Input for this task below:

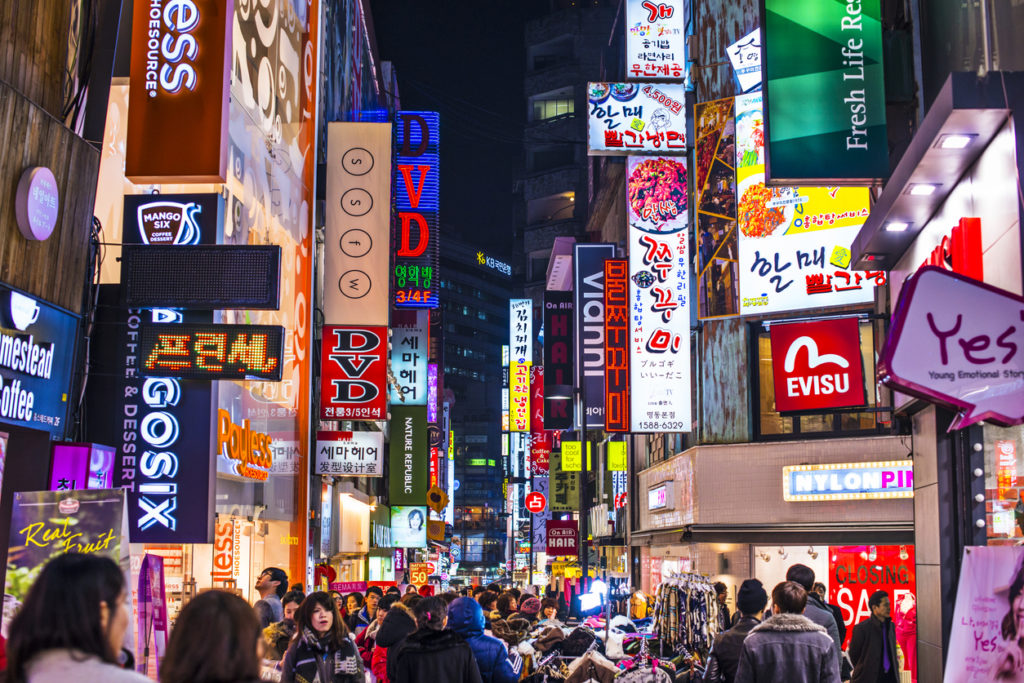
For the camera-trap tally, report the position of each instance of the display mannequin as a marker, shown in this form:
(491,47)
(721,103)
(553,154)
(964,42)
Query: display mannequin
(905,621)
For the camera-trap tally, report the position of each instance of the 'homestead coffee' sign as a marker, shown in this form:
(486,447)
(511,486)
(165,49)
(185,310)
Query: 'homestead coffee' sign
(958,342)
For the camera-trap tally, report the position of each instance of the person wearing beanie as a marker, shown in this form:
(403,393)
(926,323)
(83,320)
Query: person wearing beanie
(724,658)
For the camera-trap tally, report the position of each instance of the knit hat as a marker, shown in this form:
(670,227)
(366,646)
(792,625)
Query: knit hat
(530,606)
(752,597)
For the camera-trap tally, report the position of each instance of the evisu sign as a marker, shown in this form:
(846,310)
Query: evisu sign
(817,366)
(353,376)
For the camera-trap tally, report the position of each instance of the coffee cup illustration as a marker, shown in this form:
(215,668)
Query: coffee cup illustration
(24,310)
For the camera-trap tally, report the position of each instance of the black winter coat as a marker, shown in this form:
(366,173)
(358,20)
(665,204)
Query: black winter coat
(434,656)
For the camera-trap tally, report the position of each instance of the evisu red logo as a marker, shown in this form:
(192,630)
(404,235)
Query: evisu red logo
(817,366)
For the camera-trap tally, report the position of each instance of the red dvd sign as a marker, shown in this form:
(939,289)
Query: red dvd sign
(817,366)
(353,373)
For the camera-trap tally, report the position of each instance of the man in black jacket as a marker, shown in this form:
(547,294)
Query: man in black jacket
(872,645)
(751,601)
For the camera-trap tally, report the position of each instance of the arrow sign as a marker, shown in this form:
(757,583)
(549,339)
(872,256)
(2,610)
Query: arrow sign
(957,342)
(536,502)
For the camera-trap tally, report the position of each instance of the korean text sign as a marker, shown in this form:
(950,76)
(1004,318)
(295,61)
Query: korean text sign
(957,342)
(817,365)
(349,454)
(409,357)
(357,221)
(636,118)
(655,39)
(659,295)
(178,103)
(417,205)
(353,373)
(829,53)
(794,242)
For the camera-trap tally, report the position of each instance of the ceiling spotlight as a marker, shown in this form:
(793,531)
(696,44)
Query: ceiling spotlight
(955,141)
(922,188)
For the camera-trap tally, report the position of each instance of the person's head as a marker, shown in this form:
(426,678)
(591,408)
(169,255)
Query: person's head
(549,608)
(788,598)
(430,613)
(272,580)
(752,598)
(506,603)
(320,613)
(291,603)
(1013,623)
(216,638)
(801,573)
(77,602)
(880,605)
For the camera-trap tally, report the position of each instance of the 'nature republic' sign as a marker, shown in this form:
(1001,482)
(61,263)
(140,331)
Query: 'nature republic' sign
(827,52)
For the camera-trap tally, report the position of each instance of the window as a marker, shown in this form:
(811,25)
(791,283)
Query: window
(771,425)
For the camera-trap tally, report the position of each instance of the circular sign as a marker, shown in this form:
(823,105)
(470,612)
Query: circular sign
(357,161)
(536,502)
(37,203)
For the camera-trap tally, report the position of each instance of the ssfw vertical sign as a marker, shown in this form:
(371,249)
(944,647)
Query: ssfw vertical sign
(826,53)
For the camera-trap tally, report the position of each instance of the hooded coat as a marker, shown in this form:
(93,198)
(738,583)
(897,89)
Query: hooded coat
(396,627)
(466,619)
(430,655)
(787,648)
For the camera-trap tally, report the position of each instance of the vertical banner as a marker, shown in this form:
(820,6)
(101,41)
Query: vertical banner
(589,309)
(410,337)
(177,99)
(558,356)
(984,643)
(718,251)
(655,40)
(408,456)
(519,396)
(357,220)
(616,345)
(540,438)
(828,53)
(353,373)
(417,202)
(659,349)
(794,242)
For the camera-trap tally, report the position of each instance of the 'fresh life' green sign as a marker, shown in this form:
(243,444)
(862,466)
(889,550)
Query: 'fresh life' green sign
(824,91)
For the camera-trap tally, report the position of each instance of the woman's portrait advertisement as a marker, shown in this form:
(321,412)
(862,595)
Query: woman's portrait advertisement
(987,640)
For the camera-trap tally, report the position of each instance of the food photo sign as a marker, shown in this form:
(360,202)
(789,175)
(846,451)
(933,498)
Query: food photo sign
(794,242)
(957,342)
(636,118)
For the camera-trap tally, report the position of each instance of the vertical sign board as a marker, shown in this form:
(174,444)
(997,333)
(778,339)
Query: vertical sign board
(417,209)
(655,40)
(659,294)
(408,456)
(616,346)
(589,309)
(410,338)
(558,358)
(177,98)
(829,53)
(353,373)
(356,252)
(794,242)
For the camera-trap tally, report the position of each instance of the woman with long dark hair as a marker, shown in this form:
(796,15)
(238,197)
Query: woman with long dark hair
(322,647)
(72,625)
(216,639)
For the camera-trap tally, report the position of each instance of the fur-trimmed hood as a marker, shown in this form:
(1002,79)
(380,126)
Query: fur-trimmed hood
(788,624)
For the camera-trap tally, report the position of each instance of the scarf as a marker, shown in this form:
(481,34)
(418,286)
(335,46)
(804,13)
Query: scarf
(315,663)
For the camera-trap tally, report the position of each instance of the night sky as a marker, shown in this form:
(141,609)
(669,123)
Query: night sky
(465,60)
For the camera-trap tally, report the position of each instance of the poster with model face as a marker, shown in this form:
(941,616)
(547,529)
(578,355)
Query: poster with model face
(985,643)
(409,526)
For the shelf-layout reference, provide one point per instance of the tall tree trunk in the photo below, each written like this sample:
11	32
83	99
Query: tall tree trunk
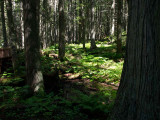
119	26
113	17
61	30
93	29
3	24
32	45
12	34
138	96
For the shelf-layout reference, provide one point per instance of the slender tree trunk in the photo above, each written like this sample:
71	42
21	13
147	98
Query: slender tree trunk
119	26
138	96
61	30
12	34
113	17
3	24
93	29
32	45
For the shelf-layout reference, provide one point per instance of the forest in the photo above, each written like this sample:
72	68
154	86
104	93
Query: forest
79	60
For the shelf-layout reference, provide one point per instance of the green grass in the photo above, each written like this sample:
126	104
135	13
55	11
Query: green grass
101	65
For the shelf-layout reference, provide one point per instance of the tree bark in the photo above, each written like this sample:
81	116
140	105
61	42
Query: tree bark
93	29
138	96
119	26
12	34
3	24
32	45
61	30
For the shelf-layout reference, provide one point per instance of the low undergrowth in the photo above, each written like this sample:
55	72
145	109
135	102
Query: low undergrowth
100	67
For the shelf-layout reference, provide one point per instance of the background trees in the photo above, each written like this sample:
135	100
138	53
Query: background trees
138	94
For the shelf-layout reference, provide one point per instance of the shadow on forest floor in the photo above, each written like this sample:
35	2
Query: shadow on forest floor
85	85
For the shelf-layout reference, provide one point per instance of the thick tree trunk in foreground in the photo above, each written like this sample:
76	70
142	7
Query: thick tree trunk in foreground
3	24
32	45
138	96
61	30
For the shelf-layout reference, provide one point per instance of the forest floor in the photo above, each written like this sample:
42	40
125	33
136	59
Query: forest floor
82	87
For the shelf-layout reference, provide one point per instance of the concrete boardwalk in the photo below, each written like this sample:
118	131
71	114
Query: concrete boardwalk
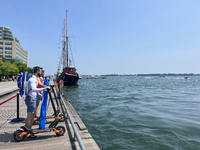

End of Input for this task.

-- Task prompt --
The expected answer is the complete set of entries, copied verbatim, with no pictures.

-- Answer to this problem --
For the camera-trap tally, report the position of each instance of the display mannequin as a marker, shown in this form:
(491,47)
(721,103)
(553,154)
(964,42)
Query: display mannequin
(905,621)
For the camera-trap tally, report the position of each instance of the 'homestead coffee' sign as a marker, shown in this form:
(486,447)
(511,486)
(165,49)
(185,310)
Query: 'homestead coffee' sign
(958,342)
For the camera-trap tally, report the position of each instance of the person wearing beanie as a marker, shown in this form:
(403,393)
(926,323)
(83,320)
Query: person wearing beanie
(724,658)
For the camera-trap tally, report the position of each instance of the knit hat as a marker, shown in this form:
(670,227)
(366,646)
(792,625)
Query: knit hat
(530,606)
(752,597)
For the camera-trap tally, report the position of each instance of the evisu sign as a marker, shown in this form:
(846,310)
Query: evisu sign
(817,366)
(353,376)
For the camera-trap tally, report the position of each instance of the coffee cup illustration as a marker, shown in this form:
(215,668)
Query: coffee cup illustration
(24,310)
For the camera-trap tally, report the position of each instance of the black winter coat as a marker, shown in this form:
(366,173)
(358,20)
(665,204)
Query: black winter coat
(434,656)
For the camera-trap tally, report the position of each instance of the evisu red logo as a marker, shown in this form:
(192,630)
(404,235)
Query: evisu red logo
(817,366)
For the camera-trap tally, report the position of each instance of the red dvd sign as a marker, shown in this form:
(939,289)
Query: red dvd sign
(817,366)
(353,373)
For the camera-trap tally, report the position of each instance of the man in black jacket as a marker, shown in this form:
(547,294)
Query: man in black jacket
(872,645)
(751,601)
For the camera-trap tally, report the position of each instance of the arrow sign as a marker, shown in this form:
(757,583)
(549,339)
(872,256)
(2,610)
Query: arrow sign
(957,342)
(536,502)
For the camera-trap tally, report the position of each instance of the korean text sign as a marker, shown in this form:
(950,76)
(1004,318)
(295,61)
Query: korean text sign
(957,342)
(817,365)
(349,454)
(409,357)
(357,221)
(636,118)
(655,39)
(659,295)
(178,103)
(417,205)
(353,373)
(829,53)
(794,242)
For the camera-trap tally, report the position of each instance of the ceiling spotlight as a marker, shown in this form:
(793,531)
(696,44)
Query: ceiling spotlight
(955,141)
(922,188)
For the camera-trap tally, report the position of each instance of the person's head as a marker, shown in this form:
(426,678)
(591,408)
(169,255)
Query: person's head
(549,608)
(788,598)
(430,613)
(272,580)
(752,598)
(506,603)
(320,613)
(291,603)
(1013,623)
(216,638)
(801,573)
(77,602)
(880,605)
For the camera-trap tally, report the position of each instance of the 'nature republic' sign as a marker, shown in this form:
(1001,482)
(61,263)
(140,331)
Query: 'nature republic' sign
(827,52)
For the camera-trap tally, report the position of each instance of the window as a marker, shown in this form:
(811,25)
(791,283)
Query: window
(771,425)
For the camera-trap tally, report the position of each instance of the circular sign as a marker, shown in this form:
(823,105)
(470,612)
Query: circular sign
(357,161)
(536,502)
(37,203)
For the camera-trap tally, report the position of each instance of the ssfw vertical sign as a marker, shown in this form:
(371,249)
(944,647)
Query: ssfw vertical sign
(826,53)
For the camera-trap tally, report the position of each instance of the hooded coat as a marker, shown in this form:
(93,198)
(738,583)
(897,89)
Query: hooded coat
(396,627)
(466,619)
(430,655)
(787,648)
For the camera-trap tally, report the position of each instance of the vertical banner as a marker, shown in this form:
(820,6)
(101,41)
Query: vertical banner
(589,309)
(410,337)
(177,99)
(558,356)
(984,643)
(718,251)
(655,40)
(408,456)
(519,396)
(357,220)
(616,345)
(540,438)
(828,53)
(353,373)
(417,202)
(659,349)
(794,242)
For the camera-trap tally, report the position of each instance of the 'fresh life' green sign as a marker, shown in this form:
(243,444)
(862,466)
(889,550)
Query: 'fresh life' green sign
(824,91)
For the camera-trap tally, report the position of each instance of the woman's portrait advertisement as a marker, shown in this form:
(321,412)
(862,595)
Query: woman's portrait advertisement
(987,640)
For the camera-trap tally, report the position of each instance of the food photo sign as a marker, shown in this form:
(360,202)
(789,175)
(846,451)
(933,498)
Query: food photo sign
(794,242)
(957,342)
(636,118)
For the camera-trap tally, report the position of each instance of the vertical sign board as a marker, shown in this form:
(174,444)
(997,333)
(778,339)
Query: vertical sign board
(417,209)
(655,40)
(659,294)
(408,456)
(616,346)
(589,309)
(410,338)
(558,358)
(177,98)
(829,53)
(353,373)
(356,252)
(794,242)
For the camera-trap tally, report the position of each instance of the woman with long dark hair as a marker, shown in this form:
(796,15)
(238,197)
Query: woman with long dark hair
(322,647)
(72,625)
(216,639)
For the camera-trap tally, report the position of each instance of the fur-trimmed hood as a marker, shown in this form:
(1002,79)
(380,126)
Query: fur-trimmed hood
(788,624)
For the camera-trap tally, report the position of each instance of the scarf as a marker, shown in this form:
(481,34)
(418,286)
(335,46)
(804,13)
Query: scarf
(315,663)
For the camera-trap tally, report the position of each instance of the night sky as a marker, shown in this form:
(141,609)
(669,123)
Query: night sky
(465,60)
For the camera-trap tally, report the position of each instance of the poster with model face as a marker, shown in this form:
(941,616)
(547,529)
(578,355)
Query: poster with model face
(985,643)
(409,526)
For the shelf-layout reference, provide one point per instance of the tall tree trunk in the photo below, each written like this sample:
11	32
83	99
Query: tall tree trunk
119	26
113	17
61	30
93	29
3	24
32	45
12	34
138	96
For the shelf-layout reference, provide one point per instance of the slender tree trunk in the photo above, each written like this sample:
71	42
21	13
147	98
Query: slender tree trunk
119	26
138	96
61	30
12	34
113	17
3	24
93	29
32	45
For the shelf-layout reference, provide one point per instance of the forest in the photo above, each written like this sample:
72	68
154	86
104	93
Query: forest
79	60
For the shelf-layout reference, provide one point per instance of the green grass in the photo above, each written like this sample:
126	104
135	13
55	11
Query: green grass
101	65
For the shelf-layout reference, provide one point per instance of the tree bark in the photo above, each written like this sample:
81	116
140	105
61	42
Query: tree bark
93	29
138	96
119	26
12	34
3	24
32	45
61	30
For the shelf-layout reference, provide one point per instance of the low undergrowth in the photo above, each written like this sample:
55	72
145	109
135	102
Query: low undergrowth
100	67
For the shelf-layout reference, provide one point per instance of the background trees in the photo above, each written like this sample:
135	100
138	53
Query: background trees
138	94
For the shelf-layout reference, provide one point per instance of the shadow on forest floor in the photo above, each written like this sample:
35	2
Query: shadow on forest floor
85	85
For the shelf-layout reference, provide one point per instance of the thick tree trunk in foreground in the photo above, each written like this sample:
76	70
142	7
Query: thick tree trunk in foreground
3	24
32	45
138	96
61	30
For the shelf-layout reference, provide one point per instance of the forest floor in the photo above, each written like this sample:
42	40
125	33
136	59
Query: forest floor
82	87
For the shelf-layout reference, provide one point per instance of the concrete boardwalk in the photo below, each written like this sample:
118	131
71	114
Query: concrete boardwalk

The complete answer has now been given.